- _PROBLEM REQUIREMENTS_
Restate the records below word for word.

- _RECORDS SHOWN_
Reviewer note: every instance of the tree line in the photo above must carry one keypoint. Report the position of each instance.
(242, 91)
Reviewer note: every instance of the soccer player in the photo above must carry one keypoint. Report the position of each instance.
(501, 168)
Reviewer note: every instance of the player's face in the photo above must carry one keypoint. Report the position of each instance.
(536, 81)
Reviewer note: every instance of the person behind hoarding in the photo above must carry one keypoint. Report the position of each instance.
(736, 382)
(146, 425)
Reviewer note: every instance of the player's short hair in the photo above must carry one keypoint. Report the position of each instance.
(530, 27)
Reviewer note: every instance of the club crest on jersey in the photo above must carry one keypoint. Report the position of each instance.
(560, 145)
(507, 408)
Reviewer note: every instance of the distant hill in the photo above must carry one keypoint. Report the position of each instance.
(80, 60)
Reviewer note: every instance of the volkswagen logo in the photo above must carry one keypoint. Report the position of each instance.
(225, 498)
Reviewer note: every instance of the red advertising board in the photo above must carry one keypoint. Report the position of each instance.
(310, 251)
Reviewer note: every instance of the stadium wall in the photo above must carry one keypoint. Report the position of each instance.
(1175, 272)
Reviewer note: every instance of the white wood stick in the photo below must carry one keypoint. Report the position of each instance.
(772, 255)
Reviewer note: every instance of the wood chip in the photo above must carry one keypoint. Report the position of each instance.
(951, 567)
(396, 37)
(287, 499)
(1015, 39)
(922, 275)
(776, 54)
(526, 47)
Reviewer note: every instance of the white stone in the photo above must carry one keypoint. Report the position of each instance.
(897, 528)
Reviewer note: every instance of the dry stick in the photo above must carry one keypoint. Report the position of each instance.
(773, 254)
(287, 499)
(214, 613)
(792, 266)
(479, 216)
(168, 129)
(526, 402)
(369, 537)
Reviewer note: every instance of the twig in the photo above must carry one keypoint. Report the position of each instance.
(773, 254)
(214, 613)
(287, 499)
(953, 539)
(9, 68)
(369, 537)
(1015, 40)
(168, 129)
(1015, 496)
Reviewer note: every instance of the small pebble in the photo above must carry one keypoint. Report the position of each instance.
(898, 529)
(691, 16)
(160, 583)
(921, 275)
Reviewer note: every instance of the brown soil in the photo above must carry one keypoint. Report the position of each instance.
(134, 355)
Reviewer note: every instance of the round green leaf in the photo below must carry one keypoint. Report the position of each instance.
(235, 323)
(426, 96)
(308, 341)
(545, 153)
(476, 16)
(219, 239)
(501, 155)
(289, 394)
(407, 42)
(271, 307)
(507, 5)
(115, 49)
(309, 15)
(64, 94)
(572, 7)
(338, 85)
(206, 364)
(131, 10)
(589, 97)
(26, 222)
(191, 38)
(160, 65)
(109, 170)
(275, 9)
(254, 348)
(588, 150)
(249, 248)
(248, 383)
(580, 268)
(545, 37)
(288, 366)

- _RESPONSE TO THE EXERCISE_
Reviewer note: every instance of the tree line in the photo above must carry one keypoint. Report the position of each instance.
(242, 91)
Reviewer note: every instance of the soccer player in the photo above must carry one keypoint. Report the position of each instance.
(501, 168)
Reviewer note: every instance of the player's face in the photo above must carry one keypoint. Report the position of each instance.
(536, 81)
Reviewer note: every instance of the person behind hoarding in the photo above must carry one keypoint. Report the position of each instance.
(736, 382)
(146, 425)
Reviewer note: every instance of the player's short hair in the photo above must carry one keypoint. Report the position of each instance.
(530, 27)
Reviewer note: every instance of the club crest on jersey in the photo above must carry one keypoint. Report the position of each instance.
(560, 145)
(507, 408)
Reviewer note: every instance of the distant hill in the photo above must carry one keypoint. Report the position of each instance.
(80, 60)
Reviewer note: every instance of the volkswagen logo in the photo above must carry one keypoint. Report the position of each instance.
(225, 498)
Reviewer note: every instance of the red advertising board in the photo above must carry one keypoint. Report the position of each instance.
(310, 251)
Reviewer note: every instance of the stadium wall in the photo above must carry one keypoint. Report the position of each instance.
(1175, 272)
Reviewer note: every instance of the white wood stick in the photo below must carry one keypoint. Report the position of each instance.
(772, 255)
Reviewer note: every instance of the wood chip in the photo above must carry one keypoint. Report the position of each instance.
(951, 567)
(396, 37)
(287, 499)
(1015, 39)
(922, 275)
(776, 54)
(526, 47)
Reviewer note: every instance of the white stone in the photo above must carry one keypoint. Report the position of each instance.
(897, 528)
Reviewer note: every instance of the dry stick in the photo above must carry one keypoint. Report the position of each instance.
(773, 254)
(287, 499)
(214, 613)
(792, 266)
(479, 216)
(168, 129)
(526, 402)
(369, 537)
Reviewer note: every instance of the twig in the photo above must carry one keypoint. Report the position of each instance.
(773, 254)
(214, 613)
(287, 499)
(953, 539)
(9, 68)
(369, 537)
(1015, 40)
(168, 129)
(1015, 496)
Reviewer note: every instance of the small pebble in the photo above must carry one keypoint. Report the position of each instance.
(898, 529)
(691, 16)
(160, 583)
(921, 275)
Reviewer note: every instance of the brown soil in the photo above must carry one keypoint. Report the position of each instance.
(134, 355)
Reviewer note: every instance of the round green leaf in the photo below must carry one keypoint. Report the position of each instance.
(235, 323)
(426, 96)
(308, 341)
(545, 153)
(476, 16)
(219, 239)
(501, 155)
(289, 394)
(407, 42)
(271, 307)
(507, 5)
(115, 49)
(309, 15)
(64, 94)
(572, 7)
(338, 85)
(206, 364)
(131, 10)
(589, 97)
(26, 222)
(191, 38)
(160, 65)
(109, 170)
(275, 9)
(254, 348)
(588, 150)
(249, 248)
(248, 383)
(580, 268)
(545, 37)
(288, 366)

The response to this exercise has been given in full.